• _Supplied data_
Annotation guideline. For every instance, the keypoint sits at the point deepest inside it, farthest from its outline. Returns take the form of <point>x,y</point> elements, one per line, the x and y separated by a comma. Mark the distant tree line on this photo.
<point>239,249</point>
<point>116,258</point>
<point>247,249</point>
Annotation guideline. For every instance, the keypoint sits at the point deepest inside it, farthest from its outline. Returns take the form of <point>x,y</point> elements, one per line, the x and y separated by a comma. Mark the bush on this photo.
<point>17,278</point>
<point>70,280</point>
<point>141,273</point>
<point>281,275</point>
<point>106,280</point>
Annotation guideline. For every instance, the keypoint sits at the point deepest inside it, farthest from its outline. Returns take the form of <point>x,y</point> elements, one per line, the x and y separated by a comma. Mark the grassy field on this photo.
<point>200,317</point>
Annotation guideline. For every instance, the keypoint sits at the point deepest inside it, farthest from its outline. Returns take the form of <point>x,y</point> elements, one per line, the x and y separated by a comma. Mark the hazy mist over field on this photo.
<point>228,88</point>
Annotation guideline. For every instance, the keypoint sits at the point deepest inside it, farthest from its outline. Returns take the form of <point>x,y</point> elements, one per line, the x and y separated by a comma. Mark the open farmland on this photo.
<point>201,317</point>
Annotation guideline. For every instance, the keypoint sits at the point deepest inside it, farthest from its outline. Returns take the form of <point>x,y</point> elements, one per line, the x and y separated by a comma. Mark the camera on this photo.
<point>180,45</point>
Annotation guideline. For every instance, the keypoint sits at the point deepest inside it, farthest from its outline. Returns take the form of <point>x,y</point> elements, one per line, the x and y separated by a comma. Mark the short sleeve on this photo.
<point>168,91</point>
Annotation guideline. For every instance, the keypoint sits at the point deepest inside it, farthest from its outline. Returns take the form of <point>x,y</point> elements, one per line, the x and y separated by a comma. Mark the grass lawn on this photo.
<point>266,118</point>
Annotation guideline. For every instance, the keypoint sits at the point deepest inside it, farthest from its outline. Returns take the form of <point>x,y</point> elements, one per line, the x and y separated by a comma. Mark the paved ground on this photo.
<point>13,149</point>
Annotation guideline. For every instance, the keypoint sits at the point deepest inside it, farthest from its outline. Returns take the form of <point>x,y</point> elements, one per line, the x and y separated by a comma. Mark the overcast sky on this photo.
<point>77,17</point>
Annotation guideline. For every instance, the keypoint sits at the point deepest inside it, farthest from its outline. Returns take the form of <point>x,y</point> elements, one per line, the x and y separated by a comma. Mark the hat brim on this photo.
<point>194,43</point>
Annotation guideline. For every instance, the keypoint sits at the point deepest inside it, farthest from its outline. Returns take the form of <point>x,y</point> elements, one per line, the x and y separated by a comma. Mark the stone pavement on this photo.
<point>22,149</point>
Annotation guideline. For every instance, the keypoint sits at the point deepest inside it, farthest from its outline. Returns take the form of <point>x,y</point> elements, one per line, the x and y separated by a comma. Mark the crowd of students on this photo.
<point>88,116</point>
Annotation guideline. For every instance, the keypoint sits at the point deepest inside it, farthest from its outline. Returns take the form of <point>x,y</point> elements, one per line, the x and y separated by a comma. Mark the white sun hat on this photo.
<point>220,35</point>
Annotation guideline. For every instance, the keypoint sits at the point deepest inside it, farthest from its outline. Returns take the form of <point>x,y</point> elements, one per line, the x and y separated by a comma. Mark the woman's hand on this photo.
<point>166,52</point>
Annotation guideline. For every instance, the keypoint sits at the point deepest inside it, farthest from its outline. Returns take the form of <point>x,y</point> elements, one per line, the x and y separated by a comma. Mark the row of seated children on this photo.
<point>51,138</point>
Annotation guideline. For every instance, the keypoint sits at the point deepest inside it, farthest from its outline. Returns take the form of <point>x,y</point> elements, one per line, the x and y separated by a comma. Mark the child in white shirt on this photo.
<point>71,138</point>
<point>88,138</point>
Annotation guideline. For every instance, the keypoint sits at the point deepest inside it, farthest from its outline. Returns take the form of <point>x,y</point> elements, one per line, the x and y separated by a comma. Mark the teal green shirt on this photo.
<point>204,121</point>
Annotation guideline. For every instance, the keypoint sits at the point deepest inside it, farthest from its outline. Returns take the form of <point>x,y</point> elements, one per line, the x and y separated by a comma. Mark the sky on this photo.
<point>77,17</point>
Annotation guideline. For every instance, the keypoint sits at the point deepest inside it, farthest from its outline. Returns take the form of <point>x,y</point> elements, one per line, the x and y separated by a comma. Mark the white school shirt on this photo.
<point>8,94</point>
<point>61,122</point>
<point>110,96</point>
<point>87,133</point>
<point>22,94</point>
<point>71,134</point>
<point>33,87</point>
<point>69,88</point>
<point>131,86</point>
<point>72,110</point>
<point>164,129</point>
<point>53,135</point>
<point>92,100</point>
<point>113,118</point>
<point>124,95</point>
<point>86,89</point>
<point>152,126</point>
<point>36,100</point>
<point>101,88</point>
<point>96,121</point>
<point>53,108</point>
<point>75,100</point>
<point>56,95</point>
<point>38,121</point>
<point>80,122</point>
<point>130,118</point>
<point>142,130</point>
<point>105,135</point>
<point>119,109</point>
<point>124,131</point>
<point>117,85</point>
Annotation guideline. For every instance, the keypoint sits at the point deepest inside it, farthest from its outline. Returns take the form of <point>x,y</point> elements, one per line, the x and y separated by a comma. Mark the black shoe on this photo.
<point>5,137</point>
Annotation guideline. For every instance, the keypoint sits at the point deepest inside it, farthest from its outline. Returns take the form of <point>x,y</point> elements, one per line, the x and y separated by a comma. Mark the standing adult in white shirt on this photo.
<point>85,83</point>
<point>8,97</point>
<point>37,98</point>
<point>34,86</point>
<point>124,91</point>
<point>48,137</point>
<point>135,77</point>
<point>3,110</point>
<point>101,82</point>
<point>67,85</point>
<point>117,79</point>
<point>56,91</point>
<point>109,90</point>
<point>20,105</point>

• _Task brief_
Can you update all the records above by changing every "keypoint" to "marker" and leaving everything else as it is?

• _Answer for the task_
Annotation guideline. For every instance, the marker sits at the point deepest inside it, farthest from its outline. Returns take the form of <point>x,y</point> elements, one per line, the x and y separated by a comma. Mark the distant tree line on this photo.
<point>239,249</point>
<point>116,258</point>
<point>247,249</point>
Annotation guideline. For every instance, the marker sits at the point deepest inside it, farthest from its outline. Returns take the form of <point>x,y</point> elements, one per line, the x and y separated by a comma. Mark the bush on this photo.
<point>17,278</point>
<point>70,280</point>
<point>141,273</point>
<point>281,275</point>
<point>106,280</point>
Annotation guideline. For every instance, the marker sits at the point deepest inside it, farthest from its outline. Returns take the form of <point>x,y</point> elements, one per line, the x and y separated by a comma. Mark the grassy field on this photo.
<point>200,317</point>
Annotation guideline. For every instance, the marker sits at the point deepest inside it, farthest from its outline. Returns take the form of <point>x,y</point> elements, one per line, the x and y separated by a comma. Mark the hazy mist over field on this photo.
<point>228,88</point>
Annotation guideline. For every instance, the marker sits at the point deepest inside it, farthest from its outline. Returns take the form of <point>x,y</point> elements, one per line, the x and y separated by a comma. Mark the open farmland on this photo.
<point>201,317</point>
Annotation guideline. For every instance, the marker sits at the point deepest inside it, farthest from its outline. Returns take the form of <point>x,y</point> elements, one per line, the x and y separated by a comma. Mark the camera on this photo.
<point>180,45</point>
Annotation guideline. For every instance, the marker sits at the point deepest inside it, farthest from its outline. Returns take the form of <point>x,y</point> elements, one per line, the x and y separated by a comma. Mark the short sleeve on this photo.
<point>168,91</point>
Annotation guideline. For every instance, the marker sits at the point deepest inside it, farthest from its outline. Returns take the form of <point>x,y</point> elements, one per line, the x and y separated by a comma. Mark the grass lawn on this photo.
<point>266,118</point>
Annotation guideline. For every instance, the marker sits at the point deepest inside it, farthest from its outline. Returns take the form of <point>x,y</point> elements, one per line, the x and y separated by a comma. Mark the paved ground on this photo.
<point>13,149</point>
Annotation guideline. For every instance, the marker sits at the point deepest inside it, farthest from its outline. Returns take the form of <point>x,y</point> elements, one per line, the x and y separated by a comma. Mark the overcast sky on this photo.
<point>77,17</point>
Annotation guideline. For every instance, the marker sits at the point deepest inside it, farthest from its outline. Returns take the form of <point>x,y</point> elements, one per line, the x and y separated by a comma. Mark the hat brim on this photo.
<point>194,43</point>
Annotation guideline. For every instance, the marker sits at the point deepest inside it, farthest from its outline. Returns take the form of <point>x,y</point> elements, one per line, the x and y separated by a comma. Mark the stone pavement on this photo.
<point>22,149</point>
Annotation guideline. For every instance, the marker sits at the point deepest inside it, farthest from its outline. Returns take the form of <point>x,y</point> elements, one per line, the x and y separated by a comma. Mark the crowd of students on this photo.
<point>88,116</point>
Annotation guideline. For every instance, the marker sits at the point deepest inside it, farthest from its outline. Returns take the form of <point>x,y</point> elements, one per line, the x and y separated by a comma. Mark the white sun hat on this photo.
<point>220,35</point>
Annotation guideline. For every instance, the marker sits at the point deepest inside it, farthest from its outline. Returns take the form of <point>x,y</point> elements, one per line, the x and y separated by a comma. Mark the woman's hand on this photo.
<point>166,52</point>
Annotation guideline. For every instance, the marker sits at the point deepest inside it, farthest from its outline. Returns take the form of <point>x,y</point> elements, one per line, the x and y separated by a comma. Mark the row of seated children on this photo.
<point>51,138</point>
Annotation guideline. For every instance, the marker sits at the point deepest inside it, farthest from its outline. Returns take the form of <point>x,y</point> elements, one per line, the x and y separated by a comma. Mark the child in white shirt on this photo.
<point>71,138</point>
<point>88,138</point>
Annotation guideline. For every instance, the marker sits at the point deepest inside it, farthest from its outline. Returns take the form of <point>x,y</point> elements, one per line, the x and y separated by a comma. Mark the teal green shirt on this photo.
<point>204,121</point>
Annotation guideline. For every instance, the marker sits at the point deepest inside it, farthest from its outline. Returns take the form of <point>x,y</point> elements, one per line, the x and y separated by a comma. Mark the sky on this photo.
<point>77,17</point>
Annotation guideline. For every instance, the marker sits at the point deepest inside it, farthest from its outline. Returns take the form of <point>x,y</point> elements, one per line, the x and y separated by a comma. Mark the white school shirt on this photo.
<point>8,94</point>
<point>61,122</point>
<point>110,96</point>
<point>87,133</point>
<point>22,94</point>
<point>71,134</point>
<point>33,87</point>
<point>69,88</point>
<point>131,86</point>
<point>72,110</point>
<point>164,129</point>
<point>53,135</point>
<point>92,100</point>
<point>113,118</point>
<point>124,95</point>
<point>86,89</point>
<point>152,126</point>
<point>36,100</point>
<point>101,88</point>
<point>96,121</point>
<point>53,108</point>
<point>75,100</point>
<point>56,95</point>
<point>38,121</point>
<point>80,122</point>
<point>130,118</point>
<point>142,130</point>
<point>105,135</point>
<point>119,109</point>
<point>124,131</point>
<point>117,85</point>
Annotation guideline. For every instance, the marker sits at the point deepest inside it, farthest from its outline. Returns take the form of <point>x,y</point> elements, one per line, the x and y separated by a comma. Mark the black shoe on this photo.
<point>5,137</point>
Annotation guideline. For every instance, the marker sits at the point deepest inside it, farthest from its outline. Returns take the form of <point>x,y</point> elements, one per line, the x and y separated by a comma. Mark the standing adult in white shirt on this photo.
<point>85,83</point>
<point>8,97</point>
<point>37,98</point>
<point>34,86</point>
<point>124,91</point>
<point>48,137</point>
<point>135,77</point>
<point>3,110</point>
<point>101,82</point>
<point>67,85</point>
<point>117,79</point>
<point>56,91</point>
<point>109,90</point>
<point>20,105</point>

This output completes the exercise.